THE TASK: Each record must reappear in the answer exactly as it is written.

DATASET RECORDS:
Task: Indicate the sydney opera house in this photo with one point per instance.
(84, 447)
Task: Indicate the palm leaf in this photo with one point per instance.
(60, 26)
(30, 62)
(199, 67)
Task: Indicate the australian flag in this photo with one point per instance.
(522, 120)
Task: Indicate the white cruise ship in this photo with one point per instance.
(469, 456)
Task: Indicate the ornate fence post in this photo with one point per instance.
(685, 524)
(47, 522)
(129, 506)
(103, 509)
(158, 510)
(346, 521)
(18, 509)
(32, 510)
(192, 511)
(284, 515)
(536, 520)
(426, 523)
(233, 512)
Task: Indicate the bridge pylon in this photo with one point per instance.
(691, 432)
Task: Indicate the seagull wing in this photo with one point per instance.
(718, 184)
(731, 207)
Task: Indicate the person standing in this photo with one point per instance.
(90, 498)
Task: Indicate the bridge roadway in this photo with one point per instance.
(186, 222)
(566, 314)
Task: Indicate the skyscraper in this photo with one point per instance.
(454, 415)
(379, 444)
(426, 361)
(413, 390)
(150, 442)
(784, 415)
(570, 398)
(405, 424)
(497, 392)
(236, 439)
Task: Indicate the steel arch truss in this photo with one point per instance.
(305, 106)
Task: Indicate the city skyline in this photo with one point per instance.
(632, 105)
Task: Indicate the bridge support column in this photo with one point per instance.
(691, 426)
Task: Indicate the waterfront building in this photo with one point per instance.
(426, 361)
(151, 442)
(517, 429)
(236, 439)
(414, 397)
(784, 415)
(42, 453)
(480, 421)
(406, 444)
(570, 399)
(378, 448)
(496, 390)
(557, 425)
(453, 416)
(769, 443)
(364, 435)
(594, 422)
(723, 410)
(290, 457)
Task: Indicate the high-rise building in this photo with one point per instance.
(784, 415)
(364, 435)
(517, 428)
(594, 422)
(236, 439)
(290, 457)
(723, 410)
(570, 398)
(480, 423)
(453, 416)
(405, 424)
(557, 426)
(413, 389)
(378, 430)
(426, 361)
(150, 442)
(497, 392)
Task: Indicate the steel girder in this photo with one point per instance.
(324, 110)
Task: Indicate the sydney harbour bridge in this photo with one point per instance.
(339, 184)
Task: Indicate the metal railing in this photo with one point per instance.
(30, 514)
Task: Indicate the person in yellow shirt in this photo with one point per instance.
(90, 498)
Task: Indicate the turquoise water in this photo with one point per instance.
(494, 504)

SOLUTION BELOW:
Task: Indicate the sydney opera house in this photo with one point per instance.
(84, 447)
Task: Indicate the palm leaf in this photo with one point per instance.
(60, 26)
(30, 62)
(199, 67)
Task: Indicate the australian flag in this photo with one point per instance.
(522, 120)
Task: Indicate the white cruise ship in this photo with one point per instance.
(469, 456)
Task: Indicate the ornate fence post in this photo with one point per instance.
(685, 524)
(47, 522)
(129, 506)
(103, 509)
(158, 510)
(346, 521)
(18, 509)
(32, 510)
(192, 511)
(284, 515)
(536, 520)
(426, 523)
(233, 512)
Task: Indicate the bridge pylon in this photo with one point per instance.
(691, 432)
Task: Indicate the seagull wing in this photo with one point per instance.
(718, 184)
(731, 207)
Task: Indicate the person standing in this photo with one point per instance.
(90, 498)
Task: Indicate the bridge roadway in this photo with one point per instance.
(186, 222)
(566, 314)
Task: Indicate the skyscraper in this photo with one point per instance.
(454, 415)
(379, 444)
(426, 361)
(413, 390)
(150, 442)
(784, 415)
(570, 398)
(405, 424)
(497, 392)
(236, 439)
Task: Indicate the steel arch truss in this photo with one point per instance.
(305, 106)
Task: Indicate the city skyline in this photo with one point per instance.
(632, 105)
Task: Indicate the bridge support column in this photo with one point per instance.
(691, 426)
Task: Indicate the waterfront building in this photo with one point per instance.
(426, 361)
(151, 442)
(517, 429)
(236, 439)
(414, 397)
(784, 415)
(42, 453)
(480, 421)
(406, 444)
(570, 399)
(378, 448)
(496, 390)
(557, 425)
(453, 416)
(769, 443)
(364, 435)
(594, 422)
(723, 410)
(290, 457)
Task: Indicate the high-rise building in this photo with one point per instance.
(784, 415)
(364, 435)
(517, 428)
(594, 422)
(236, 439)
(290, 457)
(723, 410)
(570, 398)
(480, 423)
(453, 416)
(405, 424)
(557, 426)
(413, 389)
(378, 430)
(426, 361)
(150, 442)
(497, 392)
Task: Indicate the steel girder in this photo with one point per instance.
(324, 110)
Task: Indicate the sydney harbour bridge in this photo with one point per instance.
(339, 184)
Task: Indicate the metal railing in this photo with one point per instance.
(30, 514)
Task: Indicate the person in yellow shirt in this photo with one point per instance.
(90, 498)
Task: Indicate the turquoise water in this photo with one point per instance.
(494, 504)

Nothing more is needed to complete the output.